» **Extrait du texte**

= = = = = = =

Dans sa quête d’identité, la comédie française se lance aujourd’hui dans le « docu-menteur » à la Spinal tap. Super idée : remplacer le groupe de rock par un boxeur aléatoire, et le tour est joué. Un problème quand même : Casablanca driver est moins drôle que le plus pathétique épisode de Papa Schultz, raclant des fonds de nullité que même un Claude Zidi, voire un Patrick Braoudé, n’ont pas atteint dans leurs derniers attentats. Etonnant tout de même, tant le genre se prête à toutes les fumisteries et ne nécessite en principe que des rudiments de mise en scène : juste une compilation d’interviews et de contrefaçons bricolées de la réalité, où seul importe de tenir son sujet. Trouver un ton qui permette de dérailler en toute liberté : c’est ce que Christopher Guest (Bêtes de scène) ou Peter Jackson (Forgotten silver) avaient par exemple réussi sans forcer.

= = = = = = =

» **Consigne 1**
D'après la critique de Casablanca driver, par quoi le film remplace-t-il le groupe de rock ?
» **Consigne 2**
Dans la critique de Casablanca driver, recopiez le passage qui va de « Dans sa quête » jusqu'à « réussi sans forcer. » en échangeant « boxeur » contre « catcheur ».
» **Consigne 3**
Donnez toutes les personnes que la critique de Casablanca driver cite par leur nom.
La liste placée ici est un contenu à part, indépendant de la critique.

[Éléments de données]
= = = = = = =

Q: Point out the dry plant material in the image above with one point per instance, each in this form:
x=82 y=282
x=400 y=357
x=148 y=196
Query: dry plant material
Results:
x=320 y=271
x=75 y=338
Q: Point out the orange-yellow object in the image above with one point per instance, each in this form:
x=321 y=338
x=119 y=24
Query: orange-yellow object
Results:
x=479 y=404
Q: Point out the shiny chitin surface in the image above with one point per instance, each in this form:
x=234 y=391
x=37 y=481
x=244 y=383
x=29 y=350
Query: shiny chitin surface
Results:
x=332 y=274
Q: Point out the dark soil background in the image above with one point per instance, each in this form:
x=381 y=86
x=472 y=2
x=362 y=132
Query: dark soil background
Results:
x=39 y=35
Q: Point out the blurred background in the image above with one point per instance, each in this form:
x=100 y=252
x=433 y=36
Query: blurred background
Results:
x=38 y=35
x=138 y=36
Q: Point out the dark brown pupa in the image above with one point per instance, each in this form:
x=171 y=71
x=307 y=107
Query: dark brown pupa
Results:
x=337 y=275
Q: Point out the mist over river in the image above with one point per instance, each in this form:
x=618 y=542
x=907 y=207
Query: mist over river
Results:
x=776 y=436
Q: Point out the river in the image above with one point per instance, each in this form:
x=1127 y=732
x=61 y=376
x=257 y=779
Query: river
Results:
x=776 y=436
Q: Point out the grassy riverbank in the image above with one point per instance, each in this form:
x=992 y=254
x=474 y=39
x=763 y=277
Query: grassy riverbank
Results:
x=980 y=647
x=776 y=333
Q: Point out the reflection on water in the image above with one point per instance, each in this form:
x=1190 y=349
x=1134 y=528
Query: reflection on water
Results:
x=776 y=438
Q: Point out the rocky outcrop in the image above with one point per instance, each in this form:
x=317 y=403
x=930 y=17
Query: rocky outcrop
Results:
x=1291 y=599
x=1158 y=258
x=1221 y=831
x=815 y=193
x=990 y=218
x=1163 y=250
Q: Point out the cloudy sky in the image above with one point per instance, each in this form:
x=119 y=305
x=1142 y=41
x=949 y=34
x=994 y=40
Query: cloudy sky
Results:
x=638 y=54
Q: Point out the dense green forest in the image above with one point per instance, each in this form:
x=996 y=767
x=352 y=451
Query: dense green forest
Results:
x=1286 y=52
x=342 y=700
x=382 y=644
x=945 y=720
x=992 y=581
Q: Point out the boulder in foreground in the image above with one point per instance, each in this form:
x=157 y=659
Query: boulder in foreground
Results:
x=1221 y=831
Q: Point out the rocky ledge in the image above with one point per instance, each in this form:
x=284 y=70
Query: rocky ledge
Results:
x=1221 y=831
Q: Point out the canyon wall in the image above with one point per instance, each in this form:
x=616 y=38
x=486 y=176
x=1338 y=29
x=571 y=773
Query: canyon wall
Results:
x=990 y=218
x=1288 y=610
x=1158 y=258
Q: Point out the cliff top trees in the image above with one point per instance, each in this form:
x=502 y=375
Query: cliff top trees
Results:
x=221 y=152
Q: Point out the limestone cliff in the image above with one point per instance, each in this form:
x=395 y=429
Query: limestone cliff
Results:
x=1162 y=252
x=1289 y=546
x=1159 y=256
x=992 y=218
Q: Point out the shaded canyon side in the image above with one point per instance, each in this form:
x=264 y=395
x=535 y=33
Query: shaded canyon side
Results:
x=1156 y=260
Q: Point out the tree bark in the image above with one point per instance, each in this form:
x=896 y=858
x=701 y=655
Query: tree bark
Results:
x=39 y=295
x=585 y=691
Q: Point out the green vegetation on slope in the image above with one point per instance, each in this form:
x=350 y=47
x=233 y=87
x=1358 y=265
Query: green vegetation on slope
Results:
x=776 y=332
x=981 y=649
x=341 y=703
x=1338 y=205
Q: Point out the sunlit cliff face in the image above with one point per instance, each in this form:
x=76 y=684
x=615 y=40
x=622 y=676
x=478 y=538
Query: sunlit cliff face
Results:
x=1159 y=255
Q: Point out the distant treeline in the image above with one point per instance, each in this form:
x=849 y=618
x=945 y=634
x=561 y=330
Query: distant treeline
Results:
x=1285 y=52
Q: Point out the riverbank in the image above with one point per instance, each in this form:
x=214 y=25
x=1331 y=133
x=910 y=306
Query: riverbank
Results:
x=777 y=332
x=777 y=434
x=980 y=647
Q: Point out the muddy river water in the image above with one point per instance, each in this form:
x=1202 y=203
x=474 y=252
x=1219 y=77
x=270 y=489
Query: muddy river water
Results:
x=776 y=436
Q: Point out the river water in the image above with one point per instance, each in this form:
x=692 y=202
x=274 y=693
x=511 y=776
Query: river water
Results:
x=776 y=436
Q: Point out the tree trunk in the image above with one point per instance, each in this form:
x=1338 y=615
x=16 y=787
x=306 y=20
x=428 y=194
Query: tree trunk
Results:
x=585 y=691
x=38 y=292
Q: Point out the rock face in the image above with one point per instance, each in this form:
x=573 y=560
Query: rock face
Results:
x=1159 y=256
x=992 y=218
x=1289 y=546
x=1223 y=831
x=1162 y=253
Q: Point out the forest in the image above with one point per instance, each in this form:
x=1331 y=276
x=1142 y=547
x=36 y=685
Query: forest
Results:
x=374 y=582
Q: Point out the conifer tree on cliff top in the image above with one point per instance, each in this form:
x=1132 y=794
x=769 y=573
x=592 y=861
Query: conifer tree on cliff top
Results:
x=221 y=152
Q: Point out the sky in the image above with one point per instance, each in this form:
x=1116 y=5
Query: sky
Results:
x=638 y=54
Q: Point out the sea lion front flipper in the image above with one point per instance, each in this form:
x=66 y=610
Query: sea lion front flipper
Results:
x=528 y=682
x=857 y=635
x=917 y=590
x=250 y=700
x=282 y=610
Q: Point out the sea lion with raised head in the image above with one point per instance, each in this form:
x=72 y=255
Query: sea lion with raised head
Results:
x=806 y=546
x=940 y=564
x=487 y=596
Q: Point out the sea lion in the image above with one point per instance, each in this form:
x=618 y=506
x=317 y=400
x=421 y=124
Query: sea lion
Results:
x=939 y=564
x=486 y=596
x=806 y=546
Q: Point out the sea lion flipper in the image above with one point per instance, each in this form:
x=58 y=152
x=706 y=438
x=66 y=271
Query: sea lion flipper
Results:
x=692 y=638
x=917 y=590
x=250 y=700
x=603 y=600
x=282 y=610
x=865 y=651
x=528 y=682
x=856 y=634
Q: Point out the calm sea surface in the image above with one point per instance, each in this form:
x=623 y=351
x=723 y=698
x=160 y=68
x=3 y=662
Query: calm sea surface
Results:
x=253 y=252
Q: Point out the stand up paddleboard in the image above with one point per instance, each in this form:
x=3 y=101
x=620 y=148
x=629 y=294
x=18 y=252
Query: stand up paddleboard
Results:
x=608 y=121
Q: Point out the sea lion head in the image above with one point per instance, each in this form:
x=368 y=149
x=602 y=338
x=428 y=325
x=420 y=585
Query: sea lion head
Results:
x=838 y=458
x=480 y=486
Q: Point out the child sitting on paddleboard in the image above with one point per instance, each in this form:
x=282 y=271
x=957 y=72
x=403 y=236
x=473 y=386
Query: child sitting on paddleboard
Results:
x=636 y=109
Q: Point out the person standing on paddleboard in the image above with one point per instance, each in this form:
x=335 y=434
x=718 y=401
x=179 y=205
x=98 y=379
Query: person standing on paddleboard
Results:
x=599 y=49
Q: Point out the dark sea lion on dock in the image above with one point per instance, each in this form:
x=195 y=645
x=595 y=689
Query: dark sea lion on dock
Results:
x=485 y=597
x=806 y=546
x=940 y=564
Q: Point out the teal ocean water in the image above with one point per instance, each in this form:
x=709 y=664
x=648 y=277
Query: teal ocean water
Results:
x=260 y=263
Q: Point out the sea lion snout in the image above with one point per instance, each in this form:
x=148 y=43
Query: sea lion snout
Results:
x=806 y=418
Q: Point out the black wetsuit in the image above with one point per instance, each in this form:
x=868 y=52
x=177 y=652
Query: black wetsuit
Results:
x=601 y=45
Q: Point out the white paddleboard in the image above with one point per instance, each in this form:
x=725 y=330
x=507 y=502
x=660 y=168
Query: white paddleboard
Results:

= = = = = = =

» **Votre réponse 1**
Par un boxeur aléatoire.

» **Votre réponse 2**
Dans sa quête d’identité, la comédie française se lance aujourd’hui dans le « docu-menteur » à la Spinal tap. Super idée : remplacer le groupe de rock par un catcheur aléatoire, et le tour est joué. Un problème quand même : Casablanca driver est moins drôle que le plus pathétique épisode de Papa Schultz, raclant des fonds de nullité que même un Claude Zidi, voire un Patrick Braoudé, n’ont pas atteint dans leurs derniers attentats. Etonnant tout de même, tant le genre se prête à toutes les fumisteries et ne nécessite en principe que des rudiments de mise en scène : juste une compilation d’interviews et de contrefaçons bricolées de la réalité, où seul importe de tenir son sujet. Trouver un ton qui permette de dérailler en toute liberté : c’est ce que Christopher Guest (Bêtes de scène) ou Peter Jackson (Forgotten silver) avaient par exemple réussi sans forcer.

» **Votre réponse 3**
Claude Zidi, Patrick Braoudé, Christopher Guest, Peter Jackson